Only the lines from the one containing "In the photo above, where can the white cloud" through the end of the material are to be echoed, each exactly as it appears.

[BEGIN Entries shown]

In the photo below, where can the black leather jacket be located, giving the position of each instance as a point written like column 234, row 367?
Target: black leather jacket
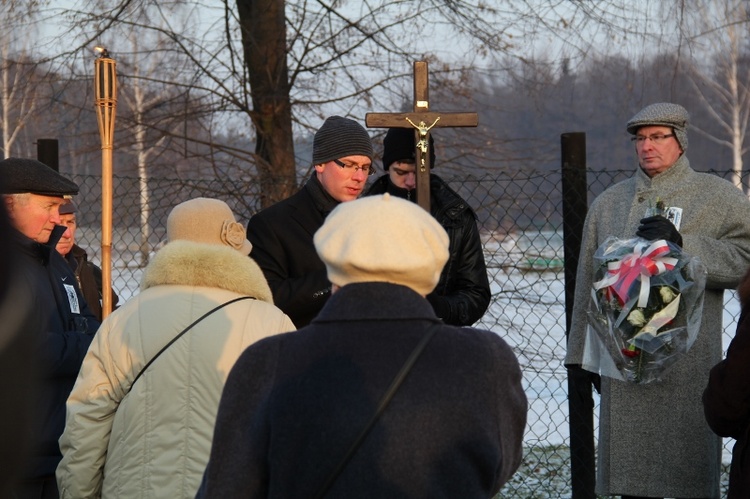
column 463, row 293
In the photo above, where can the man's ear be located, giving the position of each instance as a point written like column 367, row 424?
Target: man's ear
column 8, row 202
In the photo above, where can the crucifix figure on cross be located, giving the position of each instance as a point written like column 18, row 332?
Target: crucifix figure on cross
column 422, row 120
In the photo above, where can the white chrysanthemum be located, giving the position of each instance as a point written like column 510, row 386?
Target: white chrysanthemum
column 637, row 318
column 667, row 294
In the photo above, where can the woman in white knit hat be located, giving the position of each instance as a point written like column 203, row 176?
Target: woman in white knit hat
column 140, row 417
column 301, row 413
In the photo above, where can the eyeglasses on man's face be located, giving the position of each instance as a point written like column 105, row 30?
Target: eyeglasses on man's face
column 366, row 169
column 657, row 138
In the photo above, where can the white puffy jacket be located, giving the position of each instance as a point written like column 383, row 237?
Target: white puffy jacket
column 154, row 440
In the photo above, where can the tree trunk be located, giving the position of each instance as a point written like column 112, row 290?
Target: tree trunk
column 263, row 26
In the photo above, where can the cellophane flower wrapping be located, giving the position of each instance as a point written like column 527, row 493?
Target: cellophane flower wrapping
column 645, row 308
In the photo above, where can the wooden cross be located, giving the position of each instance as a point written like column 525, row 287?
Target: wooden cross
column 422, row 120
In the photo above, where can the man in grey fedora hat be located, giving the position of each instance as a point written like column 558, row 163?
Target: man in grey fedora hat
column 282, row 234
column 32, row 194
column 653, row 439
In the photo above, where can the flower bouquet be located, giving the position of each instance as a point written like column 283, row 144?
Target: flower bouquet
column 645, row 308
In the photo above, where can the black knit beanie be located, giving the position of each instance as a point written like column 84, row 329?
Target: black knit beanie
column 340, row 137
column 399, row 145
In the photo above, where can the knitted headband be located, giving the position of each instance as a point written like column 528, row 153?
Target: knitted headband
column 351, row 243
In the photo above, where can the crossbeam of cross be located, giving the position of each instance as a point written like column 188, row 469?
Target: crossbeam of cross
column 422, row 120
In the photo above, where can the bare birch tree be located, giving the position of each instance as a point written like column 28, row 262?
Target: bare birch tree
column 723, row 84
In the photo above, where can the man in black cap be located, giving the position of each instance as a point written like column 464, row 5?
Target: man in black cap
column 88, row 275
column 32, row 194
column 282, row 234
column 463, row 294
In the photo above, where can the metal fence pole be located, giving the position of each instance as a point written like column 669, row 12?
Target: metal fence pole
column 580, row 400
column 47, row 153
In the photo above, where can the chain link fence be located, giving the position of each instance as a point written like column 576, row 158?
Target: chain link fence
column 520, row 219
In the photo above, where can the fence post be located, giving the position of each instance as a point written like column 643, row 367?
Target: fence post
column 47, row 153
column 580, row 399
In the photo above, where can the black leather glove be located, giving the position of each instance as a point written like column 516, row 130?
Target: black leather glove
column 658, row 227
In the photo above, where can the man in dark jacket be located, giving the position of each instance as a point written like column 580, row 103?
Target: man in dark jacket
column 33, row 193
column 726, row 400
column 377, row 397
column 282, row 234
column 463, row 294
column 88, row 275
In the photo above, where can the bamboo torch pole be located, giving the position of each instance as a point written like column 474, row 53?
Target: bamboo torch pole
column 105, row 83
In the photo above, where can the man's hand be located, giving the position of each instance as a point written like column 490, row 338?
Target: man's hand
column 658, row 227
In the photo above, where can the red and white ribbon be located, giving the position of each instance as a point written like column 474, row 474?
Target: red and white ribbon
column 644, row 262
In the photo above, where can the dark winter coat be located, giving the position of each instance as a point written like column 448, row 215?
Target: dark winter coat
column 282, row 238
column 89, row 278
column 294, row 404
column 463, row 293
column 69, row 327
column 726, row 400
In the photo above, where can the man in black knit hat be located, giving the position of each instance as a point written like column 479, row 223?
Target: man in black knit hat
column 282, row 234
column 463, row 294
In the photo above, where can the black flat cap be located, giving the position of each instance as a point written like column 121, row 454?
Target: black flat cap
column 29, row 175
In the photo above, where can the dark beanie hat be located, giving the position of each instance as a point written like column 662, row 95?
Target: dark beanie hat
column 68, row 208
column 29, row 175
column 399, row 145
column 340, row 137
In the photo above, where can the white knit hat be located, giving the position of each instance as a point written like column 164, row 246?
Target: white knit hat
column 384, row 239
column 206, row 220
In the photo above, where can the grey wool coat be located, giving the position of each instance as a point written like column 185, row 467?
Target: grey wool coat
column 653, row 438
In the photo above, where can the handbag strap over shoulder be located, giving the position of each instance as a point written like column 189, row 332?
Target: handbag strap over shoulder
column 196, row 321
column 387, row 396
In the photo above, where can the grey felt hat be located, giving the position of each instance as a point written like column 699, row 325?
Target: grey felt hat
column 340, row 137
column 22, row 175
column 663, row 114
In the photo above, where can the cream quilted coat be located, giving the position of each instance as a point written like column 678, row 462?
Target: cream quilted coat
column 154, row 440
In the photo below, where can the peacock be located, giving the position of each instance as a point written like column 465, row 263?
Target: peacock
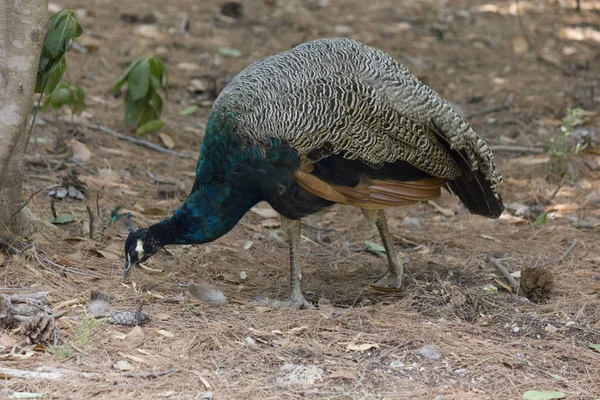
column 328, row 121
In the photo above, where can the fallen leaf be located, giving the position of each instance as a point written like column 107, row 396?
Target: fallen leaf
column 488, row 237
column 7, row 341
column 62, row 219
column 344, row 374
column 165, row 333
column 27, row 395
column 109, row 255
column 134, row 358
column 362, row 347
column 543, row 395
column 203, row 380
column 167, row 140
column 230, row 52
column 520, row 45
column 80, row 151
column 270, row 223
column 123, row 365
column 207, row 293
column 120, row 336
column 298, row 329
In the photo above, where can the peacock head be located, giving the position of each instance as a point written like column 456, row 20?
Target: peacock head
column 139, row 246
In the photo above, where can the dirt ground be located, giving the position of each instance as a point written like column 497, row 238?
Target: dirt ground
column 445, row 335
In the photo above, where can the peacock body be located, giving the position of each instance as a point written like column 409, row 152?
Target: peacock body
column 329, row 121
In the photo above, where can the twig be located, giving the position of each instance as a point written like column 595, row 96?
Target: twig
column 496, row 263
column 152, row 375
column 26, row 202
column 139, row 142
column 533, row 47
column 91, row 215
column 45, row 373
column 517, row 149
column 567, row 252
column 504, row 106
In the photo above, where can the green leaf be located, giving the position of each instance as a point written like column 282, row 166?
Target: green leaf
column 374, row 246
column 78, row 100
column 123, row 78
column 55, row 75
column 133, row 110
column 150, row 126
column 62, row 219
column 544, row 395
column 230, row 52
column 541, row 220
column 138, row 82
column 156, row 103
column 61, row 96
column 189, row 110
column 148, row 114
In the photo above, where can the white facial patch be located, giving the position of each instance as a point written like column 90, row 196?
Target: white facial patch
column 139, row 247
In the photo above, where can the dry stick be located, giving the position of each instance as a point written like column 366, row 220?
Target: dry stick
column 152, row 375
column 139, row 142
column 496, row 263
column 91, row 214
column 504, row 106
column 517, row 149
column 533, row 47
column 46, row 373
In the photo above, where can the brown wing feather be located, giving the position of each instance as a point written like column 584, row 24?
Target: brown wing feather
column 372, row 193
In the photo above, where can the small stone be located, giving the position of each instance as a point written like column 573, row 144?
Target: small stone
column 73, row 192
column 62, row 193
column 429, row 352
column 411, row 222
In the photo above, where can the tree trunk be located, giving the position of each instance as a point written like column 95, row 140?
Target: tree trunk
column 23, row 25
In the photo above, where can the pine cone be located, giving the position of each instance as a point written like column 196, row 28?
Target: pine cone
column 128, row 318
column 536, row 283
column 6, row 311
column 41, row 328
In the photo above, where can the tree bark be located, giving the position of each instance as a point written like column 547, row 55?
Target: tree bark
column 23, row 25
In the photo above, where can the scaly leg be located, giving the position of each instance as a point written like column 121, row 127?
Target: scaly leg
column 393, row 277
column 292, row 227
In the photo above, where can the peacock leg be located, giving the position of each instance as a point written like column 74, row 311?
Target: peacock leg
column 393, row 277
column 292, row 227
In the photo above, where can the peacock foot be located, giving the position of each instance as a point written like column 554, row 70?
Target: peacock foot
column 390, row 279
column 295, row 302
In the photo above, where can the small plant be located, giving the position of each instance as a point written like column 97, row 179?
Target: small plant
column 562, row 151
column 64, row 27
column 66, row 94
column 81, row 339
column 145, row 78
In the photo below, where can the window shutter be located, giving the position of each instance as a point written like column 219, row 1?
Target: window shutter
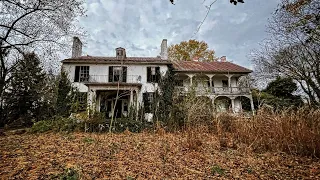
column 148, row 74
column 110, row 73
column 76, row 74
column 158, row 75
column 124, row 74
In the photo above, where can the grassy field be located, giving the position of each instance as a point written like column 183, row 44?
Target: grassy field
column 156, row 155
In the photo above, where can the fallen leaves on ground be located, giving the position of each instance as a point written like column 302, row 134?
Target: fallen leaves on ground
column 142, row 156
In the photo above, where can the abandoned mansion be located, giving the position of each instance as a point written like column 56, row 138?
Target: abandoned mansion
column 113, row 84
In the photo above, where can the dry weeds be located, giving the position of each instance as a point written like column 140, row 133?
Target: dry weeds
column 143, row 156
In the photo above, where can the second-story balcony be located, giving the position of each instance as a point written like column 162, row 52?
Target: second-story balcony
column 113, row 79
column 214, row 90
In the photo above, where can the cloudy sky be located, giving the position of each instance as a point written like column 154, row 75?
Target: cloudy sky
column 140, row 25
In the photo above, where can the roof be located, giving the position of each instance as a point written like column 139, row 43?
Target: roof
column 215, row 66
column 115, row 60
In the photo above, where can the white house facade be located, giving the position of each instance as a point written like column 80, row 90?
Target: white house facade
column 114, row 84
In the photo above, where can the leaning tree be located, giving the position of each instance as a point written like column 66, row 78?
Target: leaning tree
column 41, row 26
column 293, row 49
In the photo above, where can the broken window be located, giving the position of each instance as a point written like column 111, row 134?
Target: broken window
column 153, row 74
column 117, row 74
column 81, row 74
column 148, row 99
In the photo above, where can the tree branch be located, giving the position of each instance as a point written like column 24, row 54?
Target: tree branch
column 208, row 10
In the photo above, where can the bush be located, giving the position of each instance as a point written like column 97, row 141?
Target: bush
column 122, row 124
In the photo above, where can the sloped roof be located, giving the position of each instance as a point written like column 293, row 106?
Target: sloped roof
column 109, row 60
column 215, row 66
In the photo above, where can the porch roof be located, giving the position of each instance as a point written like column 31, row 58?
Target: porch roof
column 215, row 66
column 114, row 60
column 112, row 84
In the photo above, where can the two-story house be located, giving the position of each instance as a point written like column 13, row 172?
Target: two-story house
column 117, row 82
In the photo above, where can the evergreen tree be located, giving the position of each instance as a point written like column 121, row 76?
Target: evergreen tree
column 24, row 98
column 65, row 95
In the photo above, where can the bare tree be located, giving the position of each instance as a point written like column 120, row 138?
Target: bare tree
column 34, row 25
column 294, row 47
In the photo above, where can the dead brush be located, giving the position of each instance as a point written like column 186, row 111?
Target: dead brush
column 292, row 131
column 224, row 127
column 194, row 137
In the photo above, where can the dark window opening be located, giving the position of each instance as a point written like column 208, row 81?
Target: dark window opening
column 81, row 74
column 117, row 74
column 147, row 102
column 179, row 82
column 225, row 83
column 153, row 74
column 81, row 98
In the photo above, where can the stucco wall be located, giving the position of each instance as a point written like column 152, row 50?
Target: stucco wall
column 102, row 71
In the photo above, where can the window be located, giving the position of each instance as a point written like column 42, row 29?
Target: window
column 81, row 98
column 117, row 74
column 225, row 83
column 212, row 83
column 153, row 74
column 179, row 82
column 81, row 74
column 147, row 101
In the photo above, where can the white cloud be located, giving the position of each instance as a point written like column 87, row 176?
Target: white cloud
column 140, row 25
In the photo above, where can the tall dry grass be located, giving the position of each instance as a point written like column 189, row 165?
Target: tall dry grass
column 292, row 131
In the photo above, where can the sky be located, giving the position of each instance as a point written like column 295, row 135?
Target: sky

[END Entries shown]

> [Correct answer]
In the photo above, where can the white cloud be located, giving the position of each instance as a point written like column 87, row 176?
Target: white cloud
column 140, row 25
In the photo above, where can the tall dry grass be located, giving the position of each instance as a point written like column 189, row 165?
Target: tall dry grass
column 292, row 131
In the photo above, where can the sky be located, giving the position of each instance as a point written like column 295, row 135?
Target: sky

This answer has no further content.